Stored dataset items:
◇ ◇ ◇ ◇
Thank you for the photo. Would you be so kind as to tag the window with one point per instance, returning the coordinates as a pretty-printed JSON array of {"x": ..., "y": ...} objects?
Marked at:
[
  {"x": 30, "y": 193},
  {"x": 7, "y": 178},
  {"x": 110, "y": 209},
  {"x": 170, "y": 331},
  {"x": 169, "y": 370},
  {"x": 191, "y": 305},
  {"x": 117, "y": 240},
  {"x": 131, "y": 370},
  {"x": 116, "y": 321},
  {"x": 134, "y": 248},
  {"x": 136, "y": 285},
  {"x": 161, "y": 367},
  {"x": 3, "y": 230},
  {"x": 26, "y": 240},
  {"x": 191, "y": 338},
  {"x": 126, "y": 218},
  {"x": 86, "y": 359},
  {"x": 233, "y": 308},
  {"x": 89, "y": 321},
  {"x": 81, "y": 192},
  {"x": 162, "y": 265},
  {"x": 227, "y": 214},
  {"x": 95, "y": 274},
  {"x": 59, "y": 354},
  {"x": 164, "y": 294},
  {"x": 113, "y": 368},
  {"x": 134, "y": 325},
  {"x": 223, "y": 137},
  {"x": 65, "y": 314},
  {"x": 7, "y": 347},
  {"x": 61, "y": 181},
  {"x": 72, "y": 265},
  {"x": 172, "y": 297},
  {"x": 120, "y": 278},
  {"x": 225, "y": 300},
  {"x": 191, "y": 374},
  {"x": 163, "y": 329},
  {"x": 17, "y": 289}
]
◇ ◇ ◇ ◇
WHAT YOU WILL DO ▸
An exact repetition of all the records above is required.

WRITTEN SOLUTION ▸
Thank you for the photo. Would you be so kind as to tag the window with one point per instance, returning the coordinates as a pretty-printed JSON array of {"x": ..., "y": ...} objects?
Marked at:
[
  {"x": 30, "y": 193},
  {"x": 7, "y": 178},
  {"x": 110, "y": 209},
  {"x": 170, "y": 331},
  {"x": 169, "y": 370},
  {"x": 191, "y": 305},
  {"x": 117, "y": 240},
  {"x": 131, "y": 370},
  {"x": 116, "y": 321},
  {"x": 134, "y": 248},
  {"x": 136, "y": 285},
  {"x": 161, "y": 367},
  {"x": 3, "y": 230},
  {"x": 26, "y": 240},
  {"x": 191, "y": 338},
  {"x": 126, "y": 218},
  {"x": 86, "y": 359},
  {"x": 233, "y": 308},
  {"x": 89, "y": 321},
  {"x": 81, "y": 192},
  {"x": 162, "y": 265},
  {"x": 227, "y": 214},
  {"x": 95, "y": 274},
  {"x": 59, "y": 354},
  {"x": 164, "y": 294},
  {"x": 113, "y": 368},
  {"x": 134, "y": 325},
  {"x": 223, "y": 137},
  {"x": 65, "y": 314},
  {"x": 7, "y": 347},
  {"x": 61, "y": 181},
  {"x": 72, "y": 265},
  {"x": 172, "y": 297},
  {"x": 120, "y": 278},
  {"x": 225, "y": 300},
  {"x": 191, "y": 374},
  {"x": 163, "y": 329},
  {"x": 17, "y": 289}
]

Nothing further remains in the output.